═══ Extracted material ═══
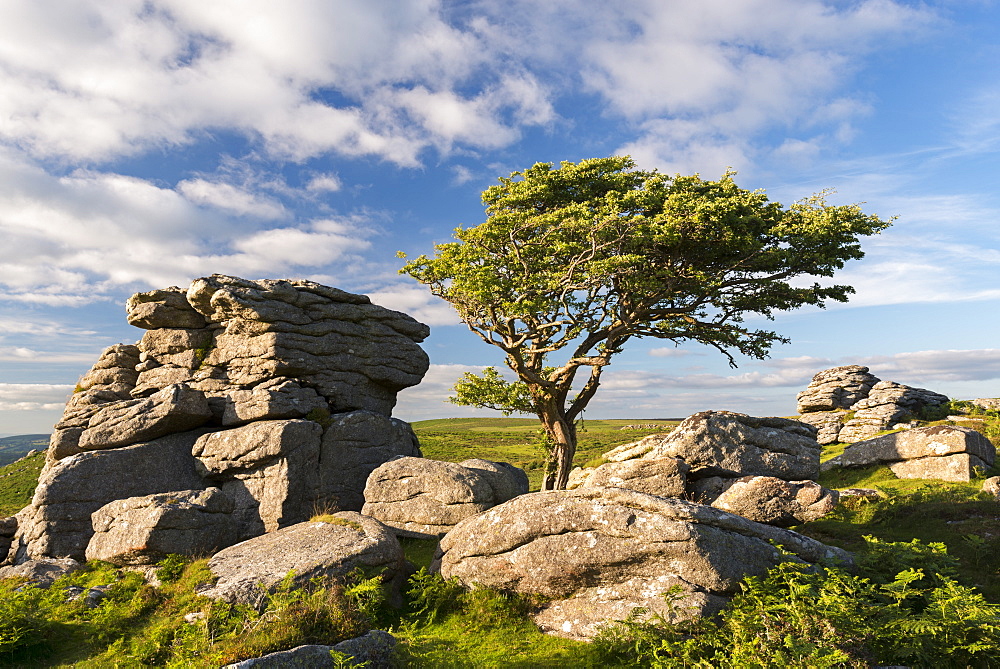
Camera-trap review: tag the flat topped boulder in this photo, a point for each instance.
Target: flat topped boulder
(887, 405)
(144, 530)
(595, 554)
(279, 393)
(329, 548)
(836, 388)
(774, 501)
(724, 443)
(940, 452)
(666, 477)
(424, 498)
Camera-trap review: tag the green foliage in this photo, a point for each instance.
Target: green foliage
(335, 520)
(516, 440)
(139, 625)
(579, 259)
(490, 390)
(797, 615)
(16, 447)
(18, 483)
(446, 626)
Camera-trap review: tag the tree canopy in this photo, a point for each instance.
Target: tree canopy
(580, 258)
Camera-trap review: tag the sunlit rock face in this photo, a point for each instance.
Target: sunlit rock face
(278, 393)
(848, 404)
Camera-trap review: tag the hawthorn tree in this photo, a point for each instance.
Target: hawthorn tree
(574, 261)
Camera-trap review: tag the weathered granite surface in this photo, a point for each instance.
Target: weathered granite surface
(597, 553)
(278, 393)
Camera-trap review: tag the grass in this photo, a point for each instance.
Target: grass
(438, 625)
(13, 448)
(516, 440)
(17, 483)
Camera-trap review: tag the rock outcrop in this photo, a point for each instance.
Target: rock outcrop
(278, 393)
(887, 405)
(317, 549)
(941, 452)
(727, 444)
(426, 498)
(371, 651)
(710, 451)
(770, 500)
(597, 553)
(849, 404)
(837, 388)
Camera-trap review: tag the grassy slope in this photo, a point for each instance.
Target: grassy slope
(13, 448)
(17, 483)
(956, 514)
(516, 440)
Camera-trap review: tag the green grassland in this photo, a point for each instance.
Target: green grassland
(441, 625)
(13, 448)
(518, 440)
(17, 483)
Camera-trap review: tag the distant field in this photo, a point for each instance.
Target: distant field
(516, 440)
(14, 448)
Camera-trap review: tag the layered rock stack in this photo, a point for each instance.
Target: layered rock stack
(942, 452)
(278, 394)
(760, 468)
(848, 404)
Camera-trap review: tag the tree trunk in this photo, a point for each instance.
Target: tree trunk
(562, 448)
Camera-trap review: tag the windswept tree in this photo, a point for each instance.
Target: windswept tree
(574, 261)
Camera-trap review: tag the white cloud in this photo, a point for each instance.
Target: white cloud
(430, 398)
(230, 198)
(107, 80)
(324, 183)
(33, 396)
(26, 354)
(78, 238)
(670, 352)
(416, 301)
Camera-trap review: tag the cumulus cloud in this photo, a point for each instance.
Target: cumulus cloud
(430, 398)
(80, 237)
(107, 80)
(33, 396)
(418, 302)
(230, 198)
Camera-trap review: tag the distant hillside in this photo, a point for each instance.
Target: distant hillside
(14, 448)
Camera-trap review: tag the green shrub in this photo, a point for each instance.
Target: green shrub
(797, 615)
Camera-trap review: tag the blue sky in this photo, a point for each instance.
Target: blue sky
(144, 144)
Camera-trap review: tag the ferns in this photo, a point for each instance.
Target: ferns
(799, 616)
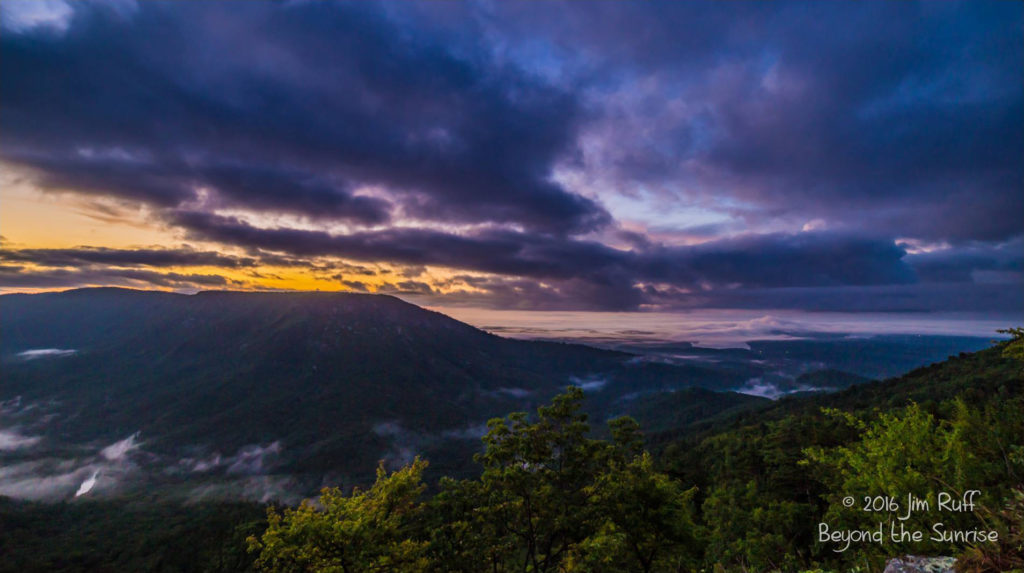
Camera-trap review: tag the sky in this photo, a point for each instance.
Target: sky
(609, 157)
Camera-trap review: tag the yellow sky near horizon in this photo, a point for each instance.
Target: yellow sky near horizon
(35, 219)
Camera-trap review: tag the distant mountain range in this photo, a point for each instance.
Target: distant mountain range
(267, 394)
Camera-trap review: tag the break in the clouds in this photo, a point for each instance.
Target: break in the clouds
(607, 155)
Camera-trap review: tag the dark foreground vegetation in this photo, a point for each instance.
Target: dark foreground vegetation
(744, 493)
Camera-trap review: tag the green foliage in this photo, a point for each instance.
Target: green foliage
(1015, 348)
(126, 535)
(370, 530)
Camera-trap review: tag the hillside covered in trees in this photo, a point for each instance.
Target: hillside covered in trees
(747, 492)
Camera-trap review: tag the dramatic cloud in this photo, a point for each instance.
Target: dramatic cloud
(608, 156)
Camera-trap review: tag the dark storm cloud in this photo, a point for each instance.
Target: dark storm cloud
(124, 257)
(288, 107)
(960, 264)
(52, 278)
(902, 118)
(595, 273)
(432, 132)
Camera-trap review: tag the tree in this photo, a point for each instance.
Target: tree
(372, 530)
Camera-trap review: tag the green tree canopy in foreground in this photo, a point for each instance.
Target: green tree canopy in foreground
(552, 497)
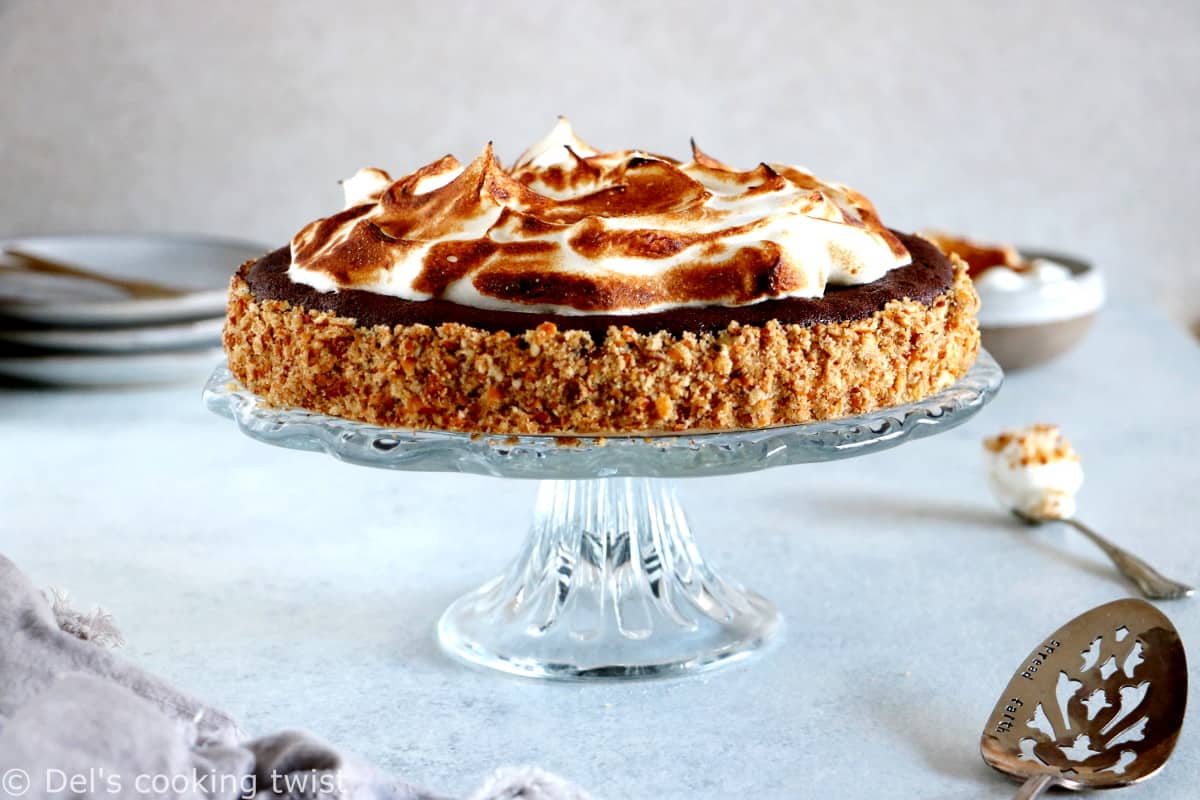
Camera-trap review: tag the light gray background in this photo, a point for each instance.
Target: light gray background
(1068, 125)
(909, 597)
═══
Your objective:
Pictures are to be left out; the records above must be repeated word for word.

Solution for this problem:
Camera-trap review: tag the flat topped boulder in this photo, a point for each instance.
Target: flat topped boulder
(887, 405)
(144, 530)
(595, 554)
(279, 393)
(329, 548)
(836, 388)
(774, 501)
(724, 443)
(940, 452)
(666, 477)
(424, 498)
Camera-trap review: tag the green foliage in this photo, a point for each instance.
Target: green foliage
(335, 520)
(516, 440)
(139, 625)
(579, 259)
(490, 390)
(797, 615)
(16, 447)
(18, 483)
(446, 626)
Camera-trap review: tag the tree canopy in this photo, a point for each instance.
Target: tree canopy
(580, 258)
Camera-trap review: tag the sunlit rock face in this photo, a point for each instance.
Target: sunlit rock face
(278, 393)
(848, 404)
Camera-trap review: tag the hawthorn tree in this photo, a point for each instance.
Target: hawthorn tree
(574, 261)
Camera-trap review: tag the weathered granite surface in this photo, a point for each instance.
Target: weathered granite surface
(597, 553)
(278, 393)
Camera-trap review: tag the grass in this photo, a point for each instance.
Target: grass
(438, 625)
(13, 448)
(516, 440)
(17, 483)
Camera-trap review: tag the rock outcrop in this photo, a point for each instance.
Target: rock outcrop
(278, 393)
(887, 405)
(317, 549)
(941, 452)
(727, 444)
(426, 498)
(371, 651)
(710, 451)
(770, 500)
(597, 553)
(849, 404)
(837, 388)
Camera-trap review: tag the grassy slope in this photo, a point for each instance.
Target: grassy slope
(13, 448)
(17, 483)
(956, 514)
(516, 440)
Camera-trap review: tag the green grassland in this photo, a point for each instance.
Target: green grassland
(441, 625)
(13, 448)
(518, 440)
(17, 483)
Camera-trap review: tag the distant field in this photo, a point for each instance.
Target: distant field
(516, 440)
(14, 448)
Camera-trap review: tag the layered rock stack in this photo, a point for each instance.
Target: layered rock stack
(942, 452)
(278, 394)
(760, 468)
(848, 404)
Camera-trap review: tag the tree trunk in this photo, a point for each instance.
Target: tree trunk
(562, 448)
Camera-trap review: tag the windswept tree in this photo, a point for each instance.
Target: windswept tree
(574, 261)
Camera-trap review: tag the white cloud in this photo, a point for each instance.
Target: white cloud
(430, 398)
(230, 198)
(107, 80)
(324, 183)
(33, 396)
(26, 354)
(78, 238)
(670, 352)
(416, 301)
Camera-trap review: tag the cumulus cloud in this photo, a point for each instance.
Target: cumulus cloud
(430, 398)
(80, 237)
(107, 80)
(33, 396)
(418, 302)
(230, 198)
Camera-trap review: tag the distant hillside in this photo, a point for each instance.
Target: distant hillside
(14, 448)
Camera-trap review: tag the green shrub in this photo, a point for each instance.
Target: green shrub
(797, 615)
Camera-trap review: tag the blue sky in this photo, a point for each instance.
Target: blue sky
(144, 144)
Camera-trap review: tag the ferns in this photo, a point for each instance.
Target: ferns
(799, 616)
Camera-trap review: tag the sky in this photo, a point for each instance.
Target: sky
(609, 157)
Camera-trap review: tag the yellow sky near horizon in this photo, a point for each instance.
Target: yellow sky near horizon
(35, 219)
Camera-trap review: tag the distant mountain range in this photo, a point for each instance.
Target: distant mountain range
(267, 394)
Camera-trap review: tag the break in the clouds in this photo, a point for each instance.
Target: break in the clouds
(607, 155)
Camera-trap review: tag the dark foreground vegetation in this photo, a point for each instance.
Target: dark foreground vegetation
(744, 493)
Camera-trap review: tag the green foliage in this photo, a point for each instance.
Target: green foliage
(1015, 348)
(126, 535)
(370, 530)
Camera-trap review: tag the hillside covered in trees in this photo, a point for each instance.
Target: hillside covered in trees
(747, 492)
Camera-trap review: tag the dramatic cloud in this photo, a point for each instance.
Target: dramatic cloud
(608, 156)
Camera-trap review: tag the dark storm cloud in this photo, a point for each instance.
Target: dark storm cloud
(124, 257)
(288, 107)
(960, 264)
(52, 278)
(902, 118)
(595, 273)
(432, 132)
Camera-trap review: tag the tree in this photo, a point for each instance.
Target: tree
(372, 530)
Camera-trap review: tag the green tree canopy in foreground in this photo, a point for each instance.
Target: green tree canopy in foreground
(552, 497)
Camera-trap review: tag the light gray background in this photo, a point for each instance.
Target: light gray background
(1068, 125)
(909, 597)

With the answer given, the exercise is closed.